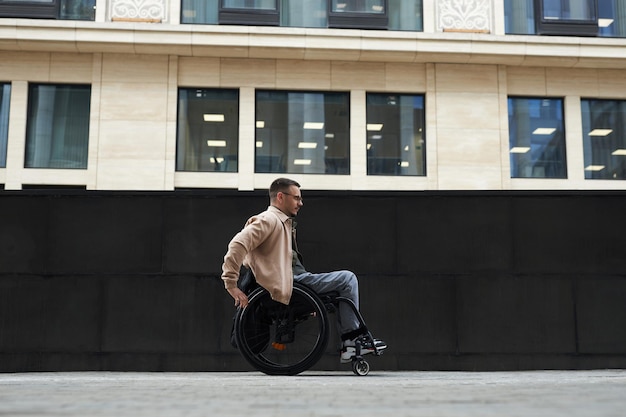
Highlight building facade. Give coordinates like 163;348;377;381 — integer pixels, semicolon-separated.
0;0;626;370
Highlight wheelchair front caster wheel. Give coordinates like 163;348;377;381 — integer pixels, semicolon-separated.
352;359;370;376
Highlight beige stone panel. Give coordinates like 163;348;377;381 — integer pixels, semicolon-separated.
438;165;502;190
598;69;626;99
50;53;93;83
385;63;426;93
133;24;192;55
434;93;500;129
304;29;361;61
359;31;417;62
191;26;249;58
546;68;599;97
506;67;547;96
178;57;220;87
435;64;498;93
220;58;276;88
0;18;19;51
0;51;50;82
15;19;76;52
437;128;501;167
415;33;472;63
76;23;135;54
100;82;167;121
249;27;306;59
174;172;240;189
22;168;90;186
4;81;28;190
276;60;330;90
331;61;385;91
102;54;169;83
97;159;165;191
98;120;167;161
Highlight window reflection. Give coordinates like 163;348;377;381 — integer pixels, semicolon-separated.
222;0;276;10
255;91;350;175
176;88;239;172
366;94;426;175
331;0;385;13
24;84;91;169
581;100;626;180
508;98;567;178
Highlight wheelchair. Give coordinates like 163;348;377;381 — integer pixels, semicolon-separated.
233;282;383;376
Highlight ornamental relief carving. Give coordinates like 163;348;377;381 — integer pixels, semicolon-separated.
437;0;491;32
109;0;168;22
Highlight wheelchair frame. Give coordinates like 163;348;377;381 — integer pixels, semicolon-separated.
234;283;383;376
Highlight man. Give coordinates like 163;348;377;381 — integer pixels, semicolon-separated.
222;178;387;362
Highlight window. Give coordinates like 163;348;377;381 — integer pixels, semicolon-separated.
328;0;388;29
581;100;626;180
24;84;91;169
219;0;280;26
508;97;567;178
180;0;420;31
0;0;96;20
366;93;426;175
0;83;11;168
388;0;424;32
504;0;608;36
176;88;239;172
255;91;350;175
280;0;328;28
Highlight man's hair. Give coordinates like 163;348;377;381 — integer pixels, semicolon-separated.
270;178;300;200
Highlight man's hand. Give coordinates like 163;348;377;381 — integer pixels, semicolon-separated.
226;287;248;308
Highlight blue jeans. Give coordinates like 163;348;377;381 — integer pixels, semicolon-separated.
293;271;361;335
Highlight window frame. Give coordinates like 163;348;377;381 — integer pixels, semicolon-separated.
0;0;61;19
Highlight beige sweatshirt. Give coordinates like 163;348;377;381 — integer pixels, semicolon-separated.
222;206;293;304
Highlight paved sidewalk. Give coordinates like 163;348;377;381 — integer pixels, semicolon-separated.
0;370;626;417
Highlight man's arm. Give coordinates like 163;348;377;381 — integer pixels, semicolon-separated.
222;216;271;307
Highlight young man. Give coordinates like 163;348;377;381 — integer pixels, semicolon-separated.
222;178;387;362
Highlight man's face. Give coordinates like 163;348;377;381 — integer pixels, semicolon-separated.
276;185;303;217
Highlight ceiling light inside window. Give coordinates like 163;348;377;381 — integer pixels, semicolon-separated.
598;19;613;28
366;123;383;132
589;129;613;136
203;113;224;122
533;127;556;135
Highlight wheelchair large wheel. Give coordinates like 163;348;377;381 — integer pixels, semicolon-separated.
235;283;329;375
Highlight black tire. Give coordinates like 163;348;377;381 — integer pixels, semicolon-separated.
235;283;329;375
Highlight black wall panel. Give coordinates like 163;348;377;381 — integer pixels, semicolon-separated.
0;189;626;372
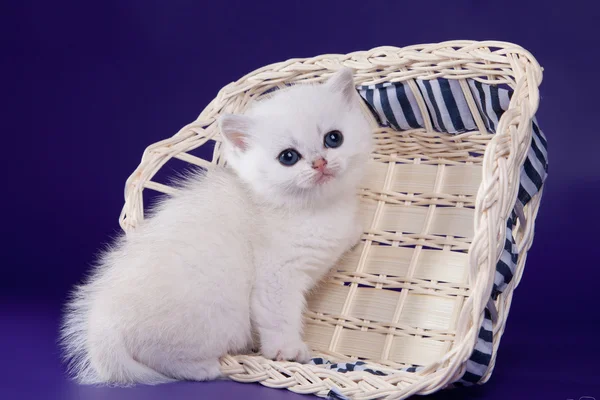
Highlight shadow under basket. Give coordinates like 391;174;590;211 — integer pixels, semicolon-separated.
120;41;547;399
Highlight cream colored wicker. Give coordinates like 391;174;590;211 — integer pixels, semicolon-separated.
120;41;542;399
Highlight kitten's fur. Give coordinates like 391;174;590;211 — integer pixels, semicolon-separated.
61;69;371;385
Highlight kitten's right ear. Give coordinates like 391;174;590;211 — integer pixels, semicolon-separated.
219;114;252;151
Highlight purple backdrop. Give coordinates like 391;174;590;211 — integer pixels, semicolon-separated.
0;0;600;399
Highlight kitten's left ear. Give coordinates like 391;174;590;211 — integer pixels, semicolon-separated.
219;114;252;151
326;68;356;104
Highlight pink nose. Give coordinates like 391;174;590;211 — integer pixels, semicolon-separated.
313;158;327;172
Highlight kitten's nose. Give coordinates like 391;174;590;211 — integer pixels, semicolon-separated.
313;158;327;172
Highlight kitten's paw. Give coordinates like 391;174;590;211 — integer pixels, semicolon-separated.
262;341;311;363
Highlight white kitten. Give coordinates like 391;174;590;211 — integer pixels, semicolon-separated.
61;69;371;384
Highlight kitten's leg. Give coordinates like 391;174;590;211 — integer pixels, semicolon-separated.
251;265;310;362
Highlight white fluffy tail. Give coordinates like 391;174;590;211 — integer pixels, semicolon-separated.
60;286;173;385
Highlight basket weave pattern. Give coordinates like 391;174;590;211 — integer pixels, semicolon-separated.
120;41;542;399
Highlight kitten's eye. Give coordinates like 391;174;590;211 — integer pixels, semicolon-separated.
323;131;344;149
278;149;302;167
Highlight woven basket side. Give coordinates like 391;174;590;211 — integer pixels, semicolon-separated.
120;41;541;398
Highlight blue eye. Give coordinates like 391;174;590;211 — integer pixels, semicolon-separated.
323;131;344;149
278;149;302;167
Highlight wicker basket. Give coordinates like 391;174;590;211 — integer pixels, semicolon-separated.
120;41;547;399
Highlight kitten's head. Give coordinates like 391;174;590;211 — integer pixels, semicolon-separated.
219;68;371;204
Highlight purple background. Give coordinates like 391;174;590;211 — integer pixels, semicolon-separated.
0;0;600;400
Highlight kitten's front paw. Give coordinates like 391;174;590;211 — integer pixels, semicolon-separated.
262;341;311;363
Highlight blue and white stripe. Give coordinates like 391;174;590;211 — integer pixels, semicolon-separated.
312;78;548;388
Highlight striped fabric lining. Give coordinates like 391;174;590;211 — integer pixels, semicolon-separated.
312;78;548;398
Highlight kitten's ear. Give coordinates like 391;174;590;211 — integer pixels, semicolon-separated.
219;114;252;151
326;68;356;103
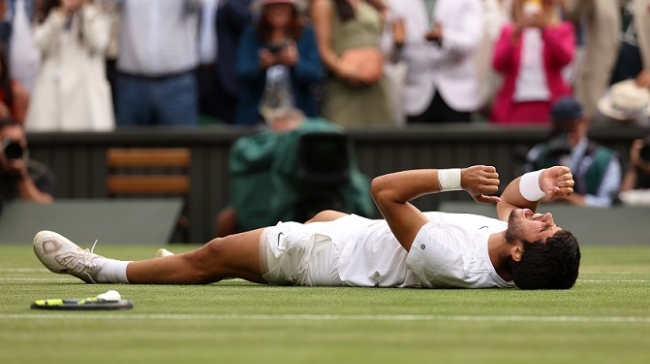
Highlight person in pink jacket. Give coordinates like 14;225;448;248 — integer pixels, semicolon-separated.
490;0;575;124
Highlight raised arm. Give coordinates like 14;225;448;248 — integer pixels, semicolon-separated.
497;166;575;221
371;166;499;251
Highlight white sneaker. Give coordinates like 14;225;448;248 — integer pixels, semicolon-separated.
34;231;103;283
156;248;174;258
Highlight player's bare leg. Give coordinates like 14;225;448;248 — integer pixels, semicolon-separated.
126;229;266;284
34;229;265;284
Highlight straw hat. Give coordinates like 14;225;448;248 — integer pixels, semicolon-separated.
598;80;650;120
251;0;307;13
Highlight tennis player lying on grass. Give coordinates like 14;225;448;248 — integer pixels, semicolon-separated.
34;166;580;289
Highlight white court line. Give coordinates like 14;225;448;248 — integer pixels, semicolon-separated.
578;279;650;283
0;276;650;283
0;313;650;323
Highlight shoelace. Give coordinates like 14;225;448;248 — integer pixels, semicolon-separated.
81;239;98;283
60;240;97;283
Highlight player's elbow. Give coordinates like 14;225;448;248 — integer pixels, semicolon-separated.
370;176;390;205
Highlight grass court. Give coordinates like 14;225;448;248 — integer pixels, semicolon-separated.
0;243;650;364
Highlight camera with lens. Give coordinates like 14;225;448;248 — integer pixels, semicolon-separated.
2;139;25;159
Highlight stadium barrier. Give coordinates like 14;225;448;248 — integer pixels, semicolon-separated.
28;124;647;242
439;201;650;245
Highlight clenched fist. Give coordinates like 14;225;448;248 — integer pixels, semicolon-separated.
460;165;501;203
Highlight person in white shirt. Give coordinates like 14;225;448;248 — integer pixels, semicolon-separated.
3;0;41;92
107;0;203;126
34;165;580;289
388;0;483;123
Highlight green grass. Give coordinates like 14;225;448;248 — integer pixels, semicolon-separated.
0;245;650;364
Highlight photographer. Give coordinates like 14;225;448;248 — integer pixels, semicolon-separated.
526;97;621;207
620;134;650;205
0;119;54;203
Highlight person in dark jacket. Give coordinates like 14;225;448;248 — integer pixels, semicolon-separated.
235;0;324;126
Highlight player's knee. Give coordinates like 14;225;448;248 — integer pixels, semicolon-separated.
187;238;225;283
305;210;346;224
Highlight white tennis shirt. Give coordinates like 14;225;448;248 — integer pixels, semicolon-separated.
335;212;514;288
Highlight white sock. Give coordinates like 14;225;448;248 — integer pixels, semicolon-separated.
93;258;131;283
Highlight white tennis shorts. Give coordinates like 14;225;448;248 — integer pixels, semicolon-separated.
260;215;365;286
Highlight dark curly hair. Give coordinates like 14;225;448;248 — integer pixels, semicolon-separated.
508;230;580;289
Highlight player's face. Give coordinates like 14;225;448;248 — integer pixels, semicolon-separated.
506;209;562;243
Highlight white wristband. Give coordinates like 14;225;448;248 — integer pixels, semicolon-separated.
438;168;463;191
519;169;546;201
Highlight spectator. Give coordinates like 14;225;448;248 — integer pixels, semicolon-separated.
595;80;650;127
25;0;115;131
196;0;219;123
311;0;394;127
564;0;621;119
381;8;408;127
619;134;650;206
212;0;253;124
0;0;42;92
0;46;29;124
526;97;621;207
235;0;323;126
93;0;120;113
115;0;202;126
610;0;650;88
491;0;575;124
474;0;512;119
390;0;483;123
0;119;54;203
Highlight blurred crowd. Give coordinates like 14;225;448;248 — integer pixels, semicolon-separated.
0;0;650;213
0;0;650;131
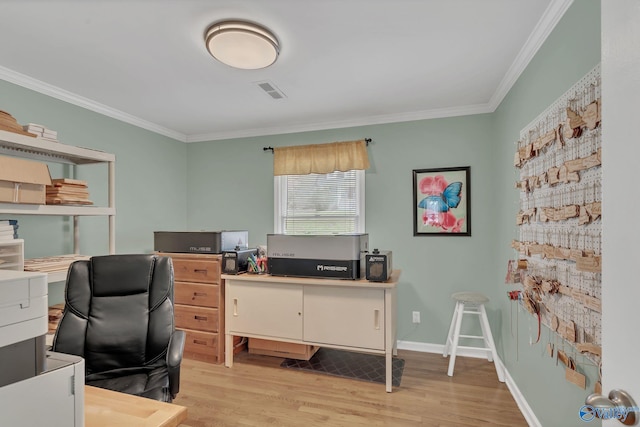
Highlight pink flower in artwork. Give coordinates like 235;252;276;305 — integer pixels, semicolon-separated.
419;175;465;233
420;175;448;195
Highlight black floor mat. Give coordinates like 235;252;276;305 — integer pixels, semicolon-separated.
280;348;404;387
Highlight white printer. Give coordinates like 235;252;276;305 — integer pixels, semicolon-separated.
0;270;84;427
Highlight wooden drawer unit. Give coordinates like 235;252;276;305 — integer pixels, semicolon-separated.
171;254;221;283
173;304;220;332
157;252;225;363
183;329;222;363
174;281;220;307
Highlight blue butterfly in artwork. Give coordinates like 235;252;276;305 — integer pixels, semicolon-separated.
418;181;462;212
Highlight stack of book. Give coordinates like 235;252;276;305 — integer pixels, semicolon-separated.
46;178;93;205
22;123;59;142
0;219;18;240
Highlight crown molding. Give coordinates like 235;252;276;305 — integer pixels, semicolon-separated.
488;0;573;112
0;66;187;142
186;104;492;142
0;0;573;143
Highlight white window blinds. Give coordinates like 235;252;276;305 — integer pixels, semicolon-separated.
274;170;364;234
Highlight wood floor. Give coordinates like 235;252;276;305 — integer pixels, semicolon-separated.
175;350;527;427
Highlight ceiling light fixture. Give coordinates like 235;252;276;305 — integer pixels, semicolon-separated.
204;21;280;70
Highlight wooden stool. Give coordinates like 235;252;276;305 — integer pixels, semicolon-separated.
443;292;504;382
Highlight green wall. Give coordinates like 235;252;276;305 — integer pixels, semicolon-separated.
187;115;497;344
491;0;600;427
187;4;600;427
0;0;600;427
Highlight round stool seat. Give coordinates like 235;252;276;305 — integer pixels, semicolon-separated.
451;292;489;304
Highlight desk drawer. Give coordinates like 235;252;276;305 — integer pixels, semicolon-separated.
182;329;223;363
174;304;220;332
174;282;220;308
173;257;220;283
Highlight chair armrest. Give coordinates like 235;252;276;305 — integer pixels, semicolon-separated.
167;330;187;399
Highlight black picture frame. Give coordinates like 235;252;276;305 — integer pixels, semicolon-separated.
411;166;471;236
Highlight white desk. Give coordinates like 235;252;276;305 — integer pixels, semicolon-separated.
222;270;400;392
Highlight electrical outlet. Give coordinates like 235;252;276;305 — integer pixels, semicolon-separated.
413;311;420;323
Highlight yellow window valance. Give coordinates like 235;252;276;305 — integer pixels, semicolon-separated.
273;139;369;176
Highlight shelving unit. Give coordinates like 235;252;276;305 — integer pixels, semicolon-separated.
0;239;24;271
0;130;116;282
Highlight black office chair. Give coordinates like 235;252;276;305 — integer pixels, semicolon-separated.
52;255;185;402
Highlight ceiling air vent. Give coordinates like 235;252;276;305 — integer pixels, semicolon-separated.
256;80;287;99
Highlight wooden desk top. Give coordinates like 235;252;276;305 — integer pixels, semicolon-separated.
84;386;187;427
221;270;400;289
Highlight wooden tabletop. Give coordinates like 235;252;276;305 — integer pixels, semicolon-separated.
84;386;187;427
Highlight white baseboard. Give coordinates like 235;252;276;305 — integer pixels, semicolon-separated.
397;341;542;427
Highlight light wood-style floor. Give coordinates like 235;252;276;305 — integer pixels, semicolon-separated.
175;350;527;427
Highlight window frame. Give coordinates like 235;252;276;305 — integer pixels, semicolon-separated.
273;169;366;234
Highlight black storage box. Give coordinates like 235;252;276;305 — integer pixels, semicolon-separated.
153;231;249;254
222;249;258;274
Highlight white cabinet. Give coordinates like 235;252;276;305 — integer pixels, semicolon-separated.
0;130;116;281
227;282;302;340
222;270;400;392
303;285;385;351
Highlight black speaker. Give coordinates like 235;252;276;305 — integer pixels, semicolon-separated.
222;249;258;274
365;249;393;282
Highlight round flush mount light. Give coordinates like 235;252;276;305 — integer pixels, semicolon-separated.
204;21;280;70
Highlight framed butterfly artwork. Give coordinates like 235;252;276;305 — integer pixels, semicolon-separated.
412;166;471;236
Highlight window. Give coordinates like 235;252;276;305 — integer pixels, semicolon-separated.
274;170;365;234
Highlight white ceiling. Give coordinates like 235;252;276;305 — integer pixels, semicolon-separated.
0;0;572;142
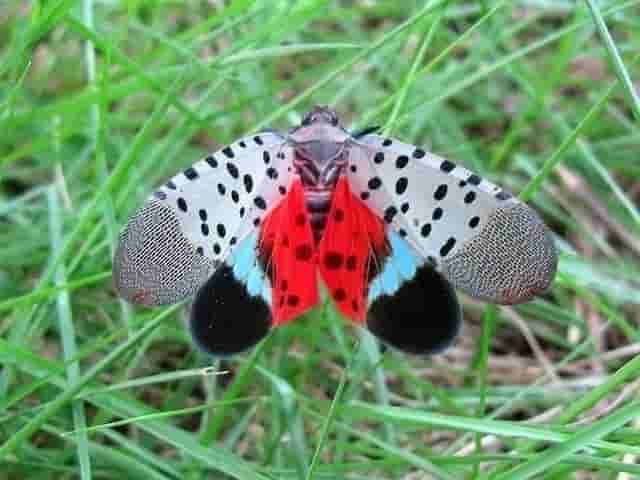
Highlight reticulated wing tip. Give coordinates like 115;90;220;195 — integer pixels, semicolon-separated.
442;202;558;305
113;200;214;305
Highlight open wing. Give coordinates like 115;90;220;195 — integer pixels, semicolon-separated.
347;135;557;304
113;133;293;305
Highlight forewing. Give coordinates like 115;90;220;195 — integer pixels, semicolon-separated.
347;135;557;304
114;133;292;305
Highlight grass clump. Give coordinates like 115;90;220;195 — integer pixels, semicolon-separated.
0;0;640;480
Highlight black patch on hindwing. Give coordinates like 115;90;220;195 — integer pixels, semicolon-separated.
367;265;461;355
189;264;272;356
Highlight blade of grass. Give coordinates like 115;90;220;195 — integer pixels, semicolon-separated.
0;306;178;458
495;402;640;480
585;0;640;122
48;188;91;480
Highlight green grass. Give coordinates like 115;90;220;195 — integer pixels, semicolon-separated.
0;0;640;480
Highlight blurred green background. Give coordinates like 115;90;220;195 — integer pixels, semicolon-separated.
0;0;640;480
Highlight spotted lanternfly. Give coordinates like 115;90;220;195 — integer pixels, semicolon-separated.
114;107;557;355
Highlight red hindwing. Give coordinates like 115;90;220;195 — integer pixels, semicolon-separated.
318;177;389;323
258;179;318;325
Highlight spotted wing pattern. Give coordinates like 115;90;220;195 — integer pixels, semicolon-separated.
114;133;293;305
347;135;557;304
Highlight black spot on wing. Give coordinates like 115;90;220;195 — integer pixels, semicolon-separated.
222;147;235;158
440;160;456;173
367;265;461;355
189;264;272;356
204;155;218;168
182;167;198;180
227;162;240;178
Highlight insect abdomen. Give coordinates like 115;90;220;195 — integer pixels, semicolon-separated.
304;187;333;243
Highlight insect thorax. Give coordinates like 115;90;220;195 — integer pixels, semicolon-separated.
293;140;348;243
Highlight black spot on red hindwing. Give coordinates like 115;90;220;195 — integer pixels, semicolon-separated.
323;252;344;270
267;167;278;180
296;244;313;262
345;255;358;272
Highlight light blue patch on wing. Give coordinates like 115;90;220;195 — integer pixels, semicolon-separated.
380;256;400;295
227;233;271;305
368;231;422;303
228;232;258;282
369;275;382;302
389;232;420;280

━━━━━━━━━━━━━━━━

DO THIS: Please copy out, word for word, the lines of the listing from the line containing "Highlight forewing. Give" through the final line of the listing, including both of those lines.

TASK RESULT:
Highlight forewing. Give coordinates like 115;90;220;195 — integer pixels, semicolon-separated.
347;135;557;304
114;133;292;305
Highlight grass clump. Give coordinates like 115;90;220;195 — integer pixels, semicolon-separated.
0;0;640;480
Highlight black patch on hindwing. Give coordinates like 115;90;220;195 — integer pixels, semicolon-separated.
367;265;461;355
189;264;272;356
Highlight blade of grass. Give coordinates like 115;90;220;195 — integer pixels, semicolon-separated.
0;306;178;458
495;402;640;480
585;0;640;122
48;188;91;480
Highlight green grass. Give coordinates like 115;90;220;195 — integer pixels, semicolon-separated.
0;0;640;480
Highlight blurred green background. Give coordinates like 115;90;220;195 — integer pixels, semicolon-separated.
0;0;640;480
Highlight spotted lanternfly. Give coordinates like 115;90;220;195 — integer pixels, semicolon-separated.
114;107;557;355
Highlight red hindwing. Give coordinates like 115;90;220;195 — integer pixels, semicolon-separated.
318;177;389;323
258;179;318;325
Highlight spotted wing pattern. Give coordinates like 115;90;220;195 — integer pixels, semicolon-separated.
114;133;293;305
347;135;557;304
Highlight black spot on wing. Give coordinates like 115;90;220;195 — integer pixels, semicolon-separated.
222;147;235;158
440;160;456;173
367;265;461;355
189;264;272;356
204;155;218;168
182;167;198;180
227;162;240;178
Highlight insect abdomen. Give coordinates like 115;90;220;195 — integer pixels, semicolon-separated.
304;187;333;243
Highlight insect thorax. Give coordinates like 115;90;220;195 — integer pixels, semicolon-separated.
293;140;348;243
Highlight black spot on red hindwing. Give coordinates like 115;90;220;195 — integer pixels, semicolon-separated.
323;252;344;270
267;167;278;180
296;244;313;262
345;255;358;272
Highlight light blue patch on wing. Give coordinates like 115;90;220;195 — integer pixels, semicolon-separated.
380;256;400;295
227;233;271;305
368;231;422;303
228;232;258;282
369;275;382;302
389;232;420;280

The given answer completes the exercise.